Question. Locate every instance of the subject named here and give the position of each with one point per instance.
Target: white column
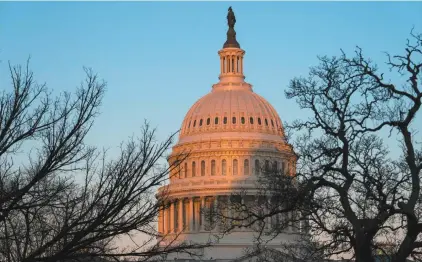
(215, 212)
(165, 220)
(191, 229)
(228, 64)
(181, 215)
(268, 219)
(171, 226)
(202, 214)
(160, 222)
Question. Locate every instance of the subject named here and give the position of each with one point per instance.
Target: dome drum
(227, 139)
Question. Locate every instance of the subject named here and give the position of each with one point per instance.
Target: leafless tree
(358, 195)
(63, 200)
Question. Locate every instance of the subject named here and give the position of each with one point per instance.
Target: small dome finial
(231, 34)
##############################
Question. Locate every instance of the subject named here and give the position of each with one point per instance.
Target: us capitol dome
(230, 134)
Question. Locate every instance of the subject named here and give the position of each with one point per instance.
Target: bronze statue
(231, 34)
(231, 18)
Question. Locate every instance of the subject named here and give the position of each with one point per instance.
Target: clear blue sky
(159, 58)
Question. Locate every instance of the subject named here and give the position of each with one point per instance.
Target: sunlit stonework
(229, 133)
##############################
§ **Task description**:
Extract every line of the entries above that contains the word "dome", and copy each one in full.

§ **Solution to this task**:
Target: dome drum
Target: small dome finial
Target: us capitol dome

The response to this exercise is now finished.